Records excerpted from a collection:

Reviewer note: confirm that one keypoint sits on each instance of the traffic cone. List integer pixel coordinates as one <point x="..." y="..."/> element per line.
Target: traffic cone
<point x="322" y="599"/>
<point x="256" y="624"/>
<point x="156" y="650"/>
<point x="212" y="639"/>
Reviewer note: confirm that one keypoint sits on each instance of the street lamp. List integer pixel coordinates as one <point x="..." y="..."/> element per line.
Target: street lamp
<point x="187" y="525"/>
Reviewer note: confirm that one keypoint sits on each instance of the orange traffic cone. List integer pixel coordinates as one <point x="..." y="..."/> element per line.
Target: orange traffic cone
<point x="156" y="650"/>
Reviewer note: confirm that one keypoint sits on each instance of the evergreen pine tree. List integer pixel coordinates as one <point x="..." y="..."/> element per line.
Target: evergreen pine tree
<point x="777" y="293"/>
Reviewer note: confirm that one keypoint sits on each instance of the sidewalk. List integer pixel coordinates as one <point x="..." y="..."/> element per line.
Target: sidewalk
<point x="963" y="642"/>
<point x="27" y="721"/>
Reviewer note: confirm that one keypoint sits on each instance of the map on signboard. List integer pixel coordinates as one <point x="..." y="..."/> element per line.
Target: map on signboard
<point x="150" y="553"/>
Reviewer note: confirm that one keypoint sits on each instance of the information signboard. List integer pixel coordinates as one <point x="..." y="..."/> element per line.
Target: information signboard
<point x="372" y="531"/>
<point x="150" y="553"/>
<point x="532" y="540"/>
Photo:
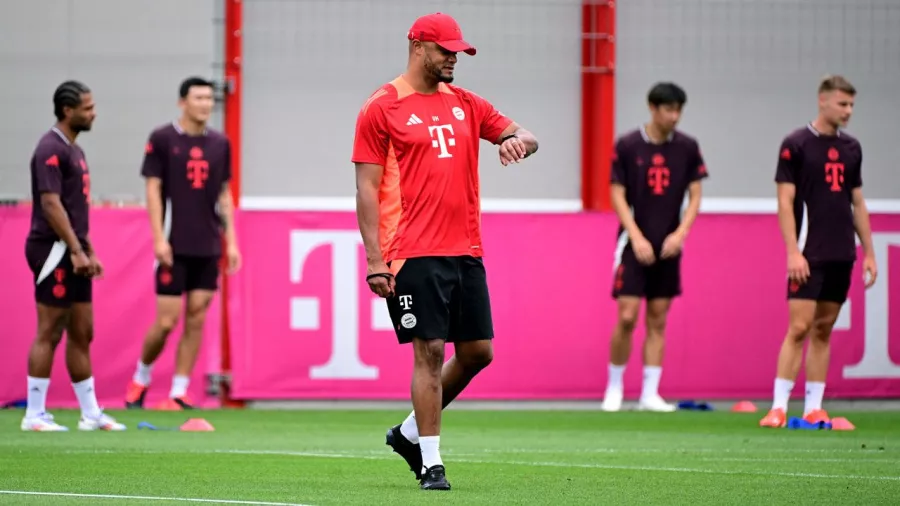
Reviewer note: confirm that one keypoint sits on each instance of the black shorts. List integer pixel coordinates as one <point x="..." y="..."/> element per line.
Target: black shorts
<point x="828" y="282"/>
<point x="188" y="274"/>
<point x="660" y="280"/>
<point x="55" y="281"/>
<point x="442" y="298"/>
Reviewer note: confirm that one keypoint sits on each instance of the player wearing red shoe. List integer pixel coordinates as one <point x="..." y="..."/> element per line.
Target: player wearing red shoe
<point x="187" y="167"/>
<point x="416" y="155"/>
<point x="820" y="207"/>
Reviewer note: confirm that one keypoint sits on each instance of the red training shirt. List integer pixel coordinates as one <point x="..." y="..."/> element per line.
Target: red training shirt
<point x="429" y="199"/>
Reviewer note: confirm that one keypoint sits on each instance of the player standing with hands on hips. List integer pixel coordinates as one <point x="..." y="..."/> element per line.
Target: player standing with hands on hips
<point x="820" y="208"/>
<point x="419" y="211"/>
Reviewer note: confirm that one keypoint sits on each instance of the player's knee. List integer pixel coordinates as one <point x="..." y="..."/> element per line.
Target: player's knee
<point x="195" y="320"/>
<point x="821" y="329"/>
<point x="627" y="322"/>
<point x="799" y="329"/>
<point x="166" y="323"/>
<point x="429" y="354"/>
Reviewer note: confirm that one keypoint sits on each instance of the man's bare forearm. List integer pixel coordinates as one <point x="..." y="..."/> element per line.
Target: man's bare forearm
<point x="623" y="211"/>
<point x="154" y="211"/>
<point x="58" y="219"/>
<point x="788" y="225"/>
<point x="367" y="217"/>
<point x="863" y="227"/>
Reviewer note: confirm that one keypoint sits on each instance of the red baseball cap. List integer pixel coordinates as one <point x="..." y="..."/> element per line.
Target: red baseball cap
<point x="442" y="30"/>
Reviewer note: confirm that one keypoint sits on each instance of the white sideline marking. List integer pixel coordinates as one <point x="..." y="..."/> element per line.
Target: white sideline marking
<point x="571" y="465"/>
<point x="147" y="498"/>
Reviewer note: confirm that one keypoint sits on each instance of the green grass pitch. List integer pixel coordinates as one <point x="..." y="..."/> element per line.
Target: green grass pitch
<point x="501" y="457"/>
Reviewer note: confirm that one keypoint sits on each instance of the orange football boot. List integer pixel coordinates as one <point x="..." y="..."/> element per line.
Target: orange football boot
<point x="776" y="418"/>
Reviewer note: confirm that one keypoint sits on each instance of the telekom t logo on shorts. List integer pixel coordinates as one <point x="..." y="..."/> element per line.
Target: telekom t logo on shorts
<point x="344" y="362"/>
<point x="876" y="360"/>
<point x="442" y="140"/>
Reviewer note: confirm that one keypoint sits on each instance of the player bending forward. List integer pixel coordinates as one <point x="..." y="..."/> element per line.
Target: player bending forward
<point x="187" y="167"/>
<point x="652" y="169"/>
<point x="64" y="263"/>
<point x="820" y="206"/>
<point x="416" y="156"/>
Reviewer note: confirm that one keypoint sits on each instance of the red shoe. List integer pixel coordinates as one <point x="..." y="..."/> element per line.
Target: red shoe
<point x="775" y="418"/>
<point x="134" y="395"/>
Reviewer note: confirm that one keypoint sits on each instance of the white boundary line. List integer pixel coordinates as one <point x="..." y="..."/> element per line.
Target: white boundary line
<point x="544" y="206"/>
<point x="582" y="466"/>
<point x="146" y="498"/>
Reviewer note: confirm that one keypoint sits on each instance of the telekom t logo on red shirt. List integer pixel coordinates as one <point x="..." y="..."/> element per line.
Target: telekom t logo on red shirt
<point x="442" y="141"/>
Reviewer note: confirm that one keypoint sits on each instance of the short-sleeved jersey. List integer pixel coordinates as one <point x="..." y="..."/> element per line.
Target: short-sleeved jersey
<point x="429" y="199"/>
<point x="193" y="170"/>
<point x="656" y="177"/>
<point x="824" y="170"/>
<point x="60" y="167"/>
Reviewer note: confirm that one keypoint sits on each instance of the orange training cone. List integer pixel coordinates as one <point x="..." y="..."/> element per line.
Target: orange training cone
<point x="744" y="407"/>
<point x="841" y="424"/>
<point x="197" y="425"/>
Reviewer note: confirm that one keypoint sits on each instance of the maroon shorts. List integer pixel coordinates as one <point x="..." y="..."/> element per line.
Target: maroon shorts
<point x="661" y="280"/>
<point x="55" y="281"/>
<point x="829" y="282"/>
<point x="188" y="274"/>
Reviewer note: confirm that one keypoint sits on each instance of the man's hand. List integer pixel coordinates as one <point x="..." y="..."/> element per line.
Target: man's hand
<point x="96" y="266"/>
<point x="643" y="250"/>
<point x="672" y="245"/>
<point x="380" y="279"/>
<point x="512" y="150"/>
<point x="163" y="251"/>
<point x="234" y="258"/>
<point x="870" y="271"/>
<point x="81" y="263"/>
<point x="798" y="268"/>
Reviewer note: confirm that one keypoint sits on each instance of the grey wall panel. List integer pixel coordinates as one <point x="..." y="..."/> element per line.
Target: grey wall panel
<point x="751" y="68"/>
<point x="309" y="66"/>
<point x="132" y="54"/>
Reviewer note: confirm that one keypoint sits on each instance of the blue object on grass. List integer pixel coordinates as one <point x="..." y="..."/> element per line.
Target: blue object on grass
<point x="150" y="426"/>
<point x="695" y="406"/>
<point x="796" y="423"/>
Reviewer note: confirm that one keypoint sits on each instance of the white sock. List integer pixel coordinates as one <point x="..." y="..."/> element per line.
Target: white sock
<point x="616" y="372"/>
<point x="142" y="374"/>
<point x="431" y="455"/>
<point x="782" y="393"/>
<point x="652" y="374"/>
<point x="179" y="386"/>
<point x="87" y="398"/>
<point x="409" y="429"/>
<point x="815" y="390"/>
<point x="37" y="396"/>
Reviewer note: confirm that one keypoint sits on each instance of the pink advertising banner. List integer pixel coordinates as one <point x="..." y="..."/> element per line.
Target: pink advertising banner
<point x="124" y="308"/>
<point x="305" y="326"/>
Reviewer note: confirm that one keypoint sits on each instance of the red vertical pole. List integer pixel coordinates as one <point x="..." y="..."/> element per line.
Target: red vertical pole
<point x="598" y="99"/>
<point x="233" y="71"/>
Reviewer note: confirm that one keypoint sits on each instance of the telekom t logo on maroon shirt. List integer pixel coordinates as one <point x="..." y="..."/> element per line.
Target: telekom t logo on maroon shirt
<point x="834" y="170"/>
<point x="439" y="141"/>
<point x="658" y="175"/>
<point x="198" y="169"/>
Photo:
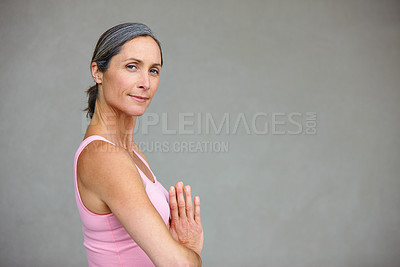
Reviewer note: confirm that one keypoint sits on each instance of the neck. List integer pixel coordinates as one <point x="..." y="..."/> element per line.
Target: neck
<point x="115" y="126"/>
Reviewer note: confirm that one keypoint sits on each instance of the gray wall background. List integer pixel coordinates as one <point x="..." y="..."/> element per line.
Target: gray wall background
<point x="325" y="199"/>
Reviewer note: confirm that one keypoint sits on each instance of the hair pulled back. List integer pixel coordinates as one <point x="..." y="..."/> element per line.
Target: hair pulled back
<point x="109" y="45"/>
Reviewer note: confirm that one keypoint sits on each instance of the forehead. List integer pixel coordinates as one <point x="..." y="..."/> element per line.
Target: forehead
<point x="143" y="48"/>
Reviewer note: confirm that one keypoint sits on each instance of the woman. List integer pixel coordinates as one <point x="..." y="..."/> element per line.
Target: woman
<point x="127" y="219"/>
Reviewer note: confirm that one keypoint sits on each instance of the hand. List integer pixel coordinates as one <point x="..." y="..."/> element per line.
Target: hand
<point x="184" y="227"/>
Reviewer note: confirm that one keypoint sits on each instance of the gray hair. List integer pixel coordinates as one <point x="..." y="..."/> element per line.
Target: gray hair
<point x="109" y="45"/>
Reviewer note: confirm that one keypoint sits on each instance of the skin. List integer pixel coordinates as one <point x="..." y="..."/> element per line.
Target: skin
<point x="108" y="180"/>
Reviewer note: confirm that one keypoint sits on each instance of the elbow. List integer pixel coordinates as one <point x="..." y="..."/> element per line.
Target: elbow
<point x="193" y="260"/>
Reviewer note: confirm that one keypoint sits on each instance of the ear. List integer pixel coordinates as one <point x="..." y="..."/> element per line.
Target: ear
<point x="96" y="73"/>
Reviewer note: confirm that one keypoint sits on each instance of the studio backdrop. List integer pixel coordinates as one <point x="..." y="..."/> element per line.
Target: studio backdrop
<point x="282" y="115"/>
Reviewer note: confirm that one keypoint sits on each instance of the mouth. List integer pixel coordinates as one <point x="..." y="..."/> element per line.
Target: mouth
<point x="140" y="99"/>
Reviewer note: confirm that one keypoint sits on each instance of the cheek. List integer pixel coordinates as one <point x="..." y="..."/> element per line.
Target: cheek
<point x="118" y="84"/>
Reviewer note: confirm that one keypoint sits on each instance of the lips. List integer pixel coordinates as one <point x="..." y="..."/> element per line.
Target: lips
<point x="138" y="98"/>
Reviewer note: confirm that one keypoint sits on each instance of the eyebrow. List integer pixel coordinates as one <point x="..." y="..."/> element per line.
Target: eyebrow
<point x="140" y="61"/>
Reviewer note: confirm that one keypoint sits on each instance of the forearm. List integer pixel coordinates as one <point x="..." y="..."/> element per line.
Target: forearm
<point x="188" y="258"/>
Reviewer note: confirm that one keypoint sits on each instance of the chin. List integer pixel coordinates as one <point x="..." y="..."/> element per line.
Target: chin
<point x="139" y="111"/>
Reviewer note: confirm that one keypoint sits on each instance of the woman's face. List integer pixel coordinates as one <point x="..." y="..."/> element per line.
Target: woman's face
<point x="131" y="80"/>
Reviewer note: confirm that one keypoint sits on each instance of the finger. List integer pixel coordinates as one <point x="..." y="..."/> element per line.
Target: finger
<point x="173" y="204"/>
<point x="197" y="216"/>
<point x="181" y="200"/>
<point x="189" y="206"/>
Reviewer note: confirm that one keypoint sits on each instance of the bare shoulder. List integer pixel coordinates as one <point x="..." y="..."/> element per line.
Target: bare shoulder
<point x="102" y="164"/>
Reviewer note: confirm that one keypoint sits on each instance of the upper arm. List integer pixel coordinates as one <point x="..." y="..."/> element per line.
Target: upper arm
<point x="113" y="177"/>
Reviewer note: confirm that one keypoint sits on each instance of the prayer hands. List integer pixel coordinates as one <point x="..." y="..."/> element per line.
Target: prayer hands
<point x="185" y="227"/>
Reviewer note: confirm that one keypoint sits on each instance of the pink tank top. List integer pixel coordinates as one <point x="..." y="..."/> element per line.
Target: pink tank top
<point x="106" y="241"/>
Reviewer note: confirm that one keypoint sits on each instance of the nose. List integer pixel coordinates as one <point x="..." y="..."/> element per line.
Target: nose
<point x="144" y="82"/>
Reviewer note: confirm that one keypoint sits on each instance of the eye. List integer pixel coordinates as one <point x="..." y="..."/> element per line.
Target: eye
<point x="155" y="71"/>
<point x="131" y="66"/>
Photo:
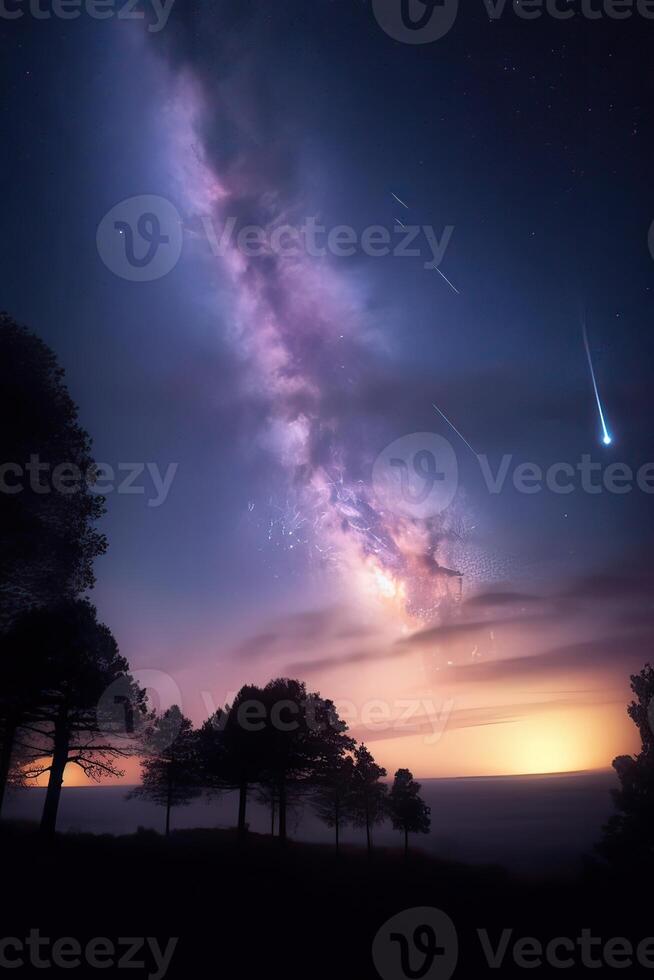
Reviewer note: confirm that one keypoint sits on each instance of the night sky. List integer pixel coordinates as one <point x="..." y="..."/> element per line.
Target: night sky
<point x="274" y="384"/>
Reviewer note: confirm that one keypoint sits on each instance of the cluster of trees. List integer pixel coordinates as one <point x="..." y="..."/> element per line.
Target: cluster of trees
<point x="67" y="696"/>
<point x="57" y="659"/>
<point x="287" y="744"/>
<point x="628" y="840"/>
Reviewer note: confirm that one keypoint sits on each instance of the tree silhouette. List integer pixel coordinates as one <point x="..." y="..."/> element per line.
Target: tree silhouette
<point x="233" y="747"/>
<point x="332" y="799"/>
<point x="80" y="663"/>
<point x="407" y="810"/>
<point x="369" y="793"/>
<point x="47" y="539"/>
<point x="169" y="769"/>
<point x="304" y="739"/>
<point x="629" y="834"/>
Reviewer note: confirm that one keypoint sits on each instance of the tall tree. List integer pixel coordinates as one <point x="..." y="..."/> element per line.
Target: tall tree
<point x="304" y="739"/>
<point x="170" y="765"/>
<point x="407" y="810"/>
<point x="233" y="748"/>
<point x="629" y="834"/>
<point x="332" y="798"/>
<point x="369" y="793"/>
<point x="48" y="541"/>
<point x="80" y="663"/>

■ **Problem to solve**
Output exactly the lines from the one containing "of the cluster" through the last line of the entries, both ends included.

■ **Solution to this task**
Reviewer note: confirm that one keypoint sits on each instance of the cluster of trees. List integer pixel coordinates as one <point x="..." y="..."/> element per line.
Target: cluster of trees
<point x="67" y="696"/>
<point x="57" y="659"/>
<point x="287" y="744"/>
<point x="628" y="840"/>
Reviewer note: confirm that one keypoint sits on each instance of the tree silhouette. List integer pixel coordinates as one <point x="..." y="..."/> element per line.
Target: tree silhouette
<point x="233" y="747"/>
<point x="332" y="799"/>
<point x="80" y="663"/>
<point x="407" y="810"/>
<point x="369" y="793"/>
<point x="47" y="539"/>
<point x="169" y="769"/>
<point x="304" y="739"/>
<point x="629" y="834"/>
Reviewer note: confirm that one keypoint sits on each instance of the tall tree. List integer pixel coordinates as one <point x="..." y="..."/> element per line.
Target: tall tree
<point x="304" y="739"/>
<point x="170" y="765"/>
<point x="407" y="810"/>
<point x="233" y="748"/>
<point x="629" y="834"/>
<point x="332" y="798"/>
<point x="369" y="793"/>
<point x="48" y="541"/>
<point x="80" y="663"/>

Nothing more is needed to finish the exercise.